RECORDS SUPPLIED:

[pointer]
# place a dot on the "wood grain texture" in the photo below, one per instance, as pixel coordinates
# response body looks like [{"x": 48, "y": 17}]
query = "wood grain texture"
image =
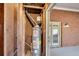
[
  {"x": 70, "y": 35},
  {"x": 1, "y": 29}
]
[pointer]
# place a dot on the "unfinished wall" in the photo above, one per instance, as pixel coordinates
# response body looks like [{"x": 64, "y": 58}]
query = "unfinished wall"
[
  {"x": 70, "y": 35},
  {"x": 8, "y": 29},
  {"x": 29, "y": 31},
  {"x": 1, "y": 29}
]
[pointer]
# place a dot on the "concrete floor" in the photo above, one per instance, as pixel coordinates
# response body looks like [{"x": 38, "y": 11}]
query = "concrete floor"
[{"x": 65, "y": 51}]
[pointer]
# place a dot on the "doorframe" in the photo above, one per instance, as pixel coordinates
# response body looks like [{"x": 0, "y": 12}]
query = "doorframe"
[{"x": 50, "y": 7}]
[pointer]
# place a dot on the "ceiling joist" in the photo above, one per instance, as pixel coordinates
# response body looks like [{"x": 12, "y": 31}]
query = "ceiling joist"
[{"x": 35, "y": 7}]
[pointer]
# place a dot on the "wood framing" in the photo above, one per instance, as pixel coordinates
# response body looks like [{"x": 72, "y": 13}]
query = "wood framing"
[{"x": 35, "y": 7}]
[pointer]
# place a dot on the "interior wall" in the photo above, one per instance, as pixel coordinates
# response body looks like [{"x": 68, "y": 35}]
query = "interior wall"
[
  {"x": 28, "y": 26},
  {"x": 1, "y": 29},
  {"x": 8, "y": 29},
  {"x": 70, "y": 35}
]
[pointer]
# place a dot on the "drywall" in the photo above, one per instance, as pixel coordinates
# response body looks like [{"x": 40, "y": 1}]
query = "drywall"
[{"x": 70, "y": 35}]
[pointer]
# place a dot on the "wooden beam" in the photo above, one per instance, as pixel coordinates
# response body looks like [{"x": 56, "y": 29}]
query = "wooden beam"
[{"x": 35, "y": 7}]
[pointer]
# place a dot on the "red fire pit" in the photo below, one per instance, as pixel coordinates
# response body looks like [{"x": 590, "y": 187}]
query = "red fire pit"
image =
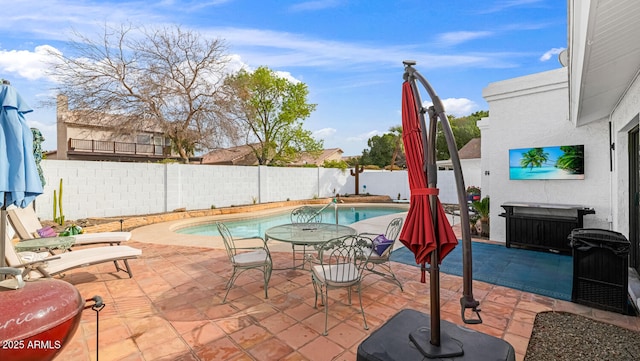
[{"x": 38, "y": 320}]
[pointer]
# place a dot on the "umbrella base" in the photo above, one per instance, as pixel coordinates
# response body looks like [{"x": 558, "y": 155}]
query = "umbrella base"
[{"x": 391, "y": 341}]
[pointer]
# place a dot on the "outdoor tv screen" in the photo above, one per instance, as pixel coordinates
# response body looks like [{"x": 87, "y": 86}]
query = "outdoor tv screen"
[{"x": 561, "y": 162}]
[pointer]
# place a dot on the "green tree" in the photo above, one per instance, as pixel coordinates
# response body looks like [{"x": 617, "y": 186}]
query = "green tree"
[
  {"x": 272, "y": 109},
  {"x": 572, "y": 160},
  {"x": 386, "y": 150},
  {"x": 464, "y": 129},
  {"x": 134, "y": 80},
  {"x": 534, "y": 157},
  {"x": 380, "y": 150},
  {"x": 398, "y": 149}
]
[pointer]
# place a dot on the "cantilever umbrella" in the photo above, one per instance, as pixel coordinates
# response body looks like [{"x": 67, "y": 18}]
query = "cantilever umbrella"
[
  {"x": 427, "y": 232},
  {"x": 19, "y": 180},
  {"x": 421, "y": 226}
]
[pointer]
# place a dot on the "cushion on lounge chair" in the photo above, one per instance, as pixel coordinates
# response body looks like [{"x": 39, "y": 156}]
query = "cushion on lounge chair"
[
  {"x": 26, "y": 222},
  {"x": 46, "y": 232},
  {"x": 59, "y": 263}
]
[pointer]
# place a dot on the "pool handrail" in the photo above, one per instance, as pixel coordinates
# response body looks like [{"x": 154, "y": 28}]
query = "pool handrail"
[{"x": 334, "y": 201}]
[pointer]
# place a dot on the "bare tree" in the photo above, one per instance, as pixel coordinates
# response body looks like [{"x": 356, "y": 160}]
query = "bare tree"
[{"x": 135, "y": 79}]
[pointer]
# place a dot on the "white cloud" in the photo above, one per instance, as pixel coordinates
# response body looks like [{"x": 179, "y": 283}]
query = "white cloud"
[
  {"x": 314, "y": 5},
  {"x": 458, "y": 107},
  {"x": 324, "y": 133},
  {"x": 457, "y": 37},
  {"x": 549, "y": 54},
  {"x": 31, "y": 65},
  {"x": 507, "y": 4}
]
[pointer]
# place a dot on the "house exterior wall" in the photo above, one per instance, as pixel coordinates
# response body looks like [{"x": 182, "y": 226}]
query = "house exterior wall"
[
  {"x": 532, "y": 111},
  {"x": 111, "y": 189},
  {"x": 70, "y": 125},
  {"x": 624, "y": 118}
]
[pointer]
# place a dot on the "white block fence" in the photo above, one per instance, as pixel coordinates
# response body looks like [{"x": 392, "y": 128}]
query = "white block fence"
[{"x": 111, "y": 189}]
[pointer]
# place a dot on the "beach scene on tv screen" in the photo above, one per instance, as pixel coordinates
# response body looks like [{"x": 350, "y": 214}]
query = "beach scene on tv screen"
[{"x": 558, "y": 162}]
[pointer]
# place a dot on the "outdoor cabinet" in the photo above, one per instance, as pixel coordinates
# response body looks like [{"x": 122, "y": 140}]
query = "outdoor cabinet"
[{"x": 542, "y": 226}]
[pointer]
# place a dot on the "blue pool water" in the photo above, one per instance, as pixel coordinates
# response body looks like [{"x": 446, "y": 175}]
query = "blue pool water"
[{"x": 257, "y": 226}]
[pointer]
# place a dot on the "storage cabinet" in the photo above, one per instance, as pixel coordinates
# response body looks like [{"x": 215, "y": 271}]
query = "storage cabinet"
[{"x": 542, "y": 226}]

SET TASK:
Leaving the pictures aside, transcribe the entire listing exactly.

EXERCISE OUTPUT:
[pointer]
# place a dot on the "wood grain texture" in the photo below, one per instance, as pixel coordinates
# response body looks like [{"x": 48, "y": 17}]
query = "wood grain texture"
image =
[
  {"x": 70, "y": 35},
  {"x": 1, "y": 29}
]
[pointer]
# place a dot on the "unfinished wall" in the photo above, one per instance, as pixel coordinates
# response body looks like [{"x": 64, "y": 58}]
query = "unfinished wall"
[
  {"x": 70, "y": 35},
  {"x": 8, "y": 29},
  {"x": 29, "y": 31},
  {"x": 1, "y": 29}
]
[pointer]
# place a dot on the "concrete floor" in the photo above, one per instance, as pixel coordinates
# response body looks like [{"x": 38, "y": 11}]
query = "concrete floor"
[{"x": 65, "y": 51}]
[pointer]
# place a dot on the "doorframe" in the photo above, one per instance, as pixel coordinates
# response body looks like [{"x": 0, "y": 12}]
query = "doorframe"
[{"x": 50, "y": 7}]
[pointer]
# place a dot on the "ceiling joist" in the photo above, one per instance, as pixel coordinates
# response body looks like [{"x": 12, "y": 31}]
query = "ceiling joist"
[{"x": 35, "y": 7}]
[pointer]
# place a dot on the "wood framing" in the photo above, one per instance, as pixel coordinates
# response body looks like [{"x": 72, "y": 13}]
query = "wood framing"
[{"x": 35, "y": 7}]
[pointer]
# place a dot on the "interior wall" in the photo above, one per instance, as pixel coordinates
# response body looks like [{"x": 68, "y": 35}]
query = "interior wall"
[
  {"x": 28, "y": 26},
  {"x": 1, "y": 29},
  {"x": 8, "y": 29},
  {"x": 70, "y": 35}
]
[pointer]
# place a dot on the "drywall" in the photo above, one per instance, as pixel coordinates
# response body looks like [{"x": 40, "y": 1}]
query = "drywall"
[{"x": 70, "y": 35}]
[pointer]
# place a dot on the "wooden beam" in the photo above, one per instance, as pixel coordinates
# response body looks like [{"x": 56, "y": 29}]
query = "wooden beam"
[{"x": 35, "y": 7}]
[pointer]
# place a dot on the "red fire pit" in the photo below, one per instance, as pixel coordinates
# response body looks like [{"x": 590, "y": 187}]
query = "red fire pit"
image =
[{"x": 38, "y": 320}]
[pointer]
# place a dot on the "umbrella base" in the photo above, one per instance, as pixel coordinates
# response body looks like [{"x": 558, "y": 155}]
query = "umbrella base"
[{"x": 391, "y": 341}]
[pointer]
# place a dot on the "outdoor tv screen" in the photo above, one per instance, as pixel coordinates
# response body looks like [{"x": 87, "y": 86}]
query = "outdoor tv screen"
[{"x": 561, "y": 162}]
[pointer]
# place a dot on the "green tree" in the photo above, one per instance, as pixel coordinates
# response body looks like [{"x": 617, "y": 186}]
query = "green tree"
[
  {"x": 272, "y": 109},
  {"x": 572, "y": 160},
  {"x": 386, "y": 150},
  {"x": 464, "y": 129},
  {"x": 134, "y": 80},
  {"x": 534, "y": 157},
  {"x": 380, "y": 150},
  {"x": 398, "y": 149}
]
[pointer]
# place a dot on the "cantilever umbrella" in the photo above, one per instance, as pixel coordinates
# response body looks like [{"x": 67, "y": 18}]
query = "cantilever umbrella"
[
  {"x": 427, "y": 232},
  {"x": 19, "y": 180},
  {"x": 421, "y": 226}
]
[pointer]
# place a dot on the "cushion on lounge chair" in the photo above, one per instance, as pixel coordinates
# response body looks like [{"x": 39, "y": 156}]
query = "cushion on lounge chair"
[
  {"x": 26, "y": 222},
  {"x": 46, "y": 232},
  {"x": 59, "y": 263}
]
[pointer]
# place a dot on the "pool handrail" in the photo above, one per instance, as pixel coordinates
# response body looks like [{"x": 154, "y": 28}]
query = "pool handrail"
[{"x": 334, "y": 201}]
[pointer]
# place a dot on the "bare tree" in the photo above, one per instance, as pixel coordinates
# response body looks like [{"x": 356, "y": 160}]
query = "bare tree"
[{"x": 135, "y": 79}]
[pointer]
# place a dot on the "white cloud" in the photo above, one per instance, as pixel coordinates
# response body looks like [{"x": 179, "y": 283}]
query = "white cloud"
[
  {"x": 314, "y": 5},
  {"x": 458, "y": 107},
  {"x": 324, "y": 133},
  {"x": 457, "y": 37},
  {"x": 549, "y": 54},
  {"x": 31, "y": 65},
  {"x": 507, "y": 4}
]
[pointer]
# place a dot on the "house exterior wall" in the photo above, one per instance, as pixel coordinates
# response body looks like [{"x": 182, "y": 226}]
query = "house exterior wall"
[
  {"x": 532, "y": 111},
  {"x": 111, "y": 189},
  {"x": 70, "y": 125},
  {"x": 624, "y": 118}
]
[pointer]
# place a dot on the "white block fence" in the photo above, one per instance, as pixel coordinates
# response body looks like [{"x": 392, "y": 128}]
query = "white block fence"
[{"x": 111, "y": 189}]
[pointer]
# place a dot on the "beach scene on tv screen" in the photo above, one per instance, as pixel coordinates
# response body looks like [{"x": 350, "y": 214}]
query = "beach scene on tv screen"
[{"x": 558, "y": 162}]
[pointer]
# place a dot on the "outdoor cabinet" in the photo above, one per instance, as pixel coordinates
# response body looks like [{"x": 122, "y": 140}]
query = "outdoor cabinet"
[{"x": 542, "y": 226}]
[pointer]
# place a dot on the "blue pool water" in the photo above, one per instance, as pixel coordinates
# response body looks like [{"x": 446, "y": 175}]
query = "blue pool water"
[{"x": 257, "y": 226}]
[pointer]
# place a dot on the "storage cabinet" in the photo above, one per instance, as pixel coordinates
# response body looks like [{"x": 215, "y": 271}]
query = "storage cabinet"
[{"x": 542, "y": 226}]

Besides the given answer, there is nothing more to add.